=== Begin Enclosure ===

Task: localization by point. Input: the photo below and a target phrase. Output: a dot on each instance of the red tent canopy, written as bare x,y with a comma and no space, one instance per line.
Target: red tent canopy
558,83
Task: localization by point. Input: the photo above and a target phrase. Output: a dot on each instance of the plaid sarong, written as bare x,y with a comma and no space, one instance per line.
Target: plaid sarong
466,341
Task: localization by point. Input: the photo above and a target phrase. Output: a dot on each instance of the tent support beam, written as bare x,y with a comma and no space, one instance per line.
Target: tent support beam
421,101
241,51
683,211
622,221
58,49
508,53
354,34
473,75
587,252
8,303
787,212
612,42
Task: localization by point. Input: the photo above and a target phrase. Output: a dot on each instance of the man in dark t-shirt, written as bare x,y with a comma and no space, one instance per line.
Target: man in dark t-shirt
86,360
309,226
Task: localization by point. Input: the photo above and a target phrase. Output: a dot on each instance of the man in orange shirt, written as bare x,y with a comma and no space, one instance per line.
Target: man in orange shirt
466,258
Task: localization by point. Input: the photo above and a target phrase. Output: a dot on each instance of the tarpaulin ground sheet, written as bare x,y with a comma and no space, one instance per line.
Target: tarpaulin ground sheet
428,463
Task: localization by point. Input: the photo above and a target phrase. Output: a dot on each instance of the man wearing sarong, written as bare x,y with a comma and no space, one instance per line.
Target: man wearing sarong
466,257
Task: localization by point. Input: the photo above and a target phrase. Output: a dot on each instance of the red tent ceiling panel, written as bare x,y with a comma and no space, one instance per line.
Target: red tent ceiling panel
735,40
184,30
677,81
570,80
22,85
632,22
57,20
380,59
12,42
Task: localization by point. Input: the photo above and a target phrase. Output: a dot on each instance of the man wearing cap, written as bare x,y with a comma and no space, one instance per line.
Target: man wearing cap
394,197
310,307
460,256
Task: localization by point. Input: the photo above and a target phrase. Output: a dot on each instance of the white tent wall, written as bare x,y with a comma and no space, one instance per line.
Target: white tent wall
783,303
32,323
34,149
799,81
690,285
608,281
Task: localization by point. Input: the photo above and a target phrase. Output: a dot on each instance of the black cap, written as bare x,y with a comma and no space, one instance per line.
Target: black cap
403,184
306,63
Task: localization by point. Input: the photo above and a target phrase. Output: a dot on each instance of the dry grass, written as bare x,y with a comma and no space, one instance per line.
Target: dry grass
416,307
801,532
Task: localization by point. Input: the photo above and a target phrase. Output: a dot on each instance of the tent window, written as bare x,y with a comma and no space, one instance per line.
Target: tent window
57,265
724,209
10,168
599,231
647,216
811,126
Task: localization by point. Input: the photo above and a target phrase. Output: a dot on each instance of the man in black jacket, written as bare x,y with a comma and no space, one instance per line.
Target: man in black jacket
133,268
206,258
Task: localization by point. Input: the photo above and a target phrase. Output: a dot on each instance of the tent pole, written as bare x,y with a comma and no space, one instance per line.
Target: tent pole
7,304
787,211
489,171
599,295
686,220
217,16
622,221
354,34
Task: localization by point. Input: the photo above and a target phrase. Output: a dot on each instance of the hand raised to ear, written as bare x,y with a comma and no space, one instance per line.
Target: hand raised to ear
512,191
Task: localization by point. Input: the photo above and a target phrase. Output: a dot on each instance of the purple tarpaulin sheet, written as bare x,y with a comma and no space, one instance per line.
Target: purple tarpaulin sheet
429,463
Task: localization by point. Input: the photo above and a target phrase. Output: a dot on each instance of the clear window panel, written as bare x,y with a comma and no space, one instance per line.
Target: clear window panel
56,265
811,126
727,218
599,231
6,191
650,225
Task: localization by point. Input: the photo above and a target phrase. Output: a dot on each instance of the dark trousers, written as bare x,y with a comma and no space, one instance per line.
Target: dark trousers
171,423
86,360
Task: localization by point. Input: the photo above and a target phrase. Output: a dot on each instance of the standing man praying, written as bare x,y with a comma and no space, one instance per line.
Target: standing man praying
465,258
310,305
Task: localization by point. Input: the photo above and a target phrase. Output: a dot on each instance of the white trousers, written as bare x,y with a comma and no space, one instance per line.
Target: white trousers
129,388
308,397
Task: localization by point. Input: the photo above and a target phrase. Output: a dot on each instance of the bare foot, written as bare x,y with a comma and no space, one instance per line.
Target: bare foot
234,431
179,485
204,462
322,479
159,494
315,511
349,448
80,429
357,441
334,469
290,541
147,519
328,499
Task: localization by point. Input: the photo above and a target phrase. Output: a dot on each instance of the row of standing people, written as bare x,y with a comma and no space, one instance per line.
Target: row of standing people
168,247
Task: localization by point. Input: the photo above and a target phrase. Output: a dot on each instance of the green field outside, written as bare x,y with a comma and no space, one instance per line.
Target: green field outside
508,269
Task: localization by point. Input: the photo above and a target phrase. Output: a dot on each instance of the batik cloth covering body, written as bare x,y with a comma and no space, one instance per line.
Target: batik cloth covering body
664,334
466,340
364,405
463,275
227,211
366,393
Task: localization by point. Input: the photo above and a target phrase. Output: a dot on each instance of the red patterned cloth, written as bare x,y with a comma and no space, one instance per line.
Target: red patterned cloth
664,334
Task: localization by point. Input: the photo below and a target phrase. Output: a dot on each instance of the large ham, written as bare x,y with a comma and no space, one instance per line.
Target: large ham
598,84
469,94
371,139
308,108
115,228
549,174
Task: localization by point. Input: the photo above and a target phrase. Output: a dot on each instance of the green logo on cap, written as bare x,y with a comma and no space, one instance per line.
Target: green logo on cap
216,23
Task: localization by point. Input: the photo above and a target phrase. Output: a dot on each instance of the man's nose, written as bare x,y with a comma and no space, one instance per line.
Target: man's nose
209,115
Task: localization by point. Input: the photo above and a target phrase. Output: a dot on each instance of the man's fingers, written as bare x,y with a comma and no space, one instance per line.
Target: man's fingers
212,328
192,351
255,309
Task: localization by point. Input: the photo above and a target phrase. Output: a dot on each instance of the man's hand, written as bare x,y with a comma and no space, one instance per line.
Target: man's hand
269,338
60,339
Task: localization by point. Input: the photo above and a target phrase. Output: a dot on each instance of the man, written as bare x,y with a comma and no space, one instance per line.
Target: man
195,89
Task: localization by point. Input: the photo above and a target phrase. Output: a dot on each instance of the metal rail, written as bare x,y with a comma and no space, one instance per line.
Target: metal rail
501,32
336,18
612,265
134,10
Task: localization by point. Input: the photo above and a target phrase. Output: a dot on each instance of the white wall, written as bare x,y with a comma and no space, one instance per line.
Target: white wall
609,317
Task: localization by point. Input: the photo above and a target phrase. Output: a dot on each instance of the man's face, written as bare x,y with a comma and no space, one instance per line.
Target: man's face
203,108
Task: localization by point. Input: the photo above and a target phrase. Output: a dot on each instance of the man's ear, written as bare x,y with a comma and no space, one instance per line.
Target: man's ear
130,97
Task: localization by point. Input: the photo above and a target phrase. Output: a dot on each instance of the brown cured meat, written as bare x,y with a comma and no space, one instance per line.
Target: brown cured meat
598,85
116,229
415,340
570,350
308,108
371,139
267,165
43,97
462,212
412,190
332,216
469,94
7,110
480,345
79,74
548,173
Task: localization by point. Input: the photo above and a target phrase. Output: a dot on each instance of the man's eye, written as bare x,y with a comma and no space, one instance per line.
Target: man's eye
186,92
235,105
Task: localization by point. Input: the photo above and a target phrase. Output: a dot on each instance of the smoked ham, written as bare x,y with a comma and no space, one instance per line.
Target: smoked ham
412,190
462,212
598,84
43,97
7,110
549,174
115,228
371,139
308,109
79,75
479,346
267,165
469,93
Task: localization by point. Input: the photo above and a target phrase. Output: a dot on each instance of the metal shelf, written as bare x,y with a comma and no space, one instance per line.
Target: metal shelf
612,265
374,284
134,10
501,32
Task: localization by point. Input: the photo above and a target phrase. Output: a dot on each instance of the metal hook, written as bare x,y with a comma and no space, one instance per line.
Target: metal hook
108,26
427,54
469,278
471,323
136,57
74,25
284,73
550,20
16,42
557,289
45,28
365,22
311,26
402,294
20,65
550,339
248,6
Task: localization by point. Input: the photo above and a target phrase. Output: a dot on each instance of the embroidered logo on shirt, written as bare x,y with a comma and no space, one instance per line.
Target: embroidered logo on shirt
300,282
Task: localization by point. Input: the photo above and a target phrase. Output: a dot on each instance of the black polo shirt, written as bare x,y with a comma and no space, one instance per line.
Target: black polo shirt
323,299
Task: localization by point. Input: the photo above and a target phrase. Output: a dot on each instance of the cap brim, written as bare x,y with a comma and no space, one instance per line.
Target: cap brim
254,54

=== End Enclosure ===

TASK BRIEF: Using the listing above, pick out each line that contains the word "below", then copy it.

OUTPUT OF THE EXERCISE:
Task: localization by point. Input: the photo below and a target phrase. Output: a dot on each instance of the red tent canopy, written as bare x,y with a comma and no space, one instance per line.
Task: localization by point. Input: the photo below and a target phrase. Output: a dot on each instance of the large ham, written as bare x,y with a comma and no space, one instance per line.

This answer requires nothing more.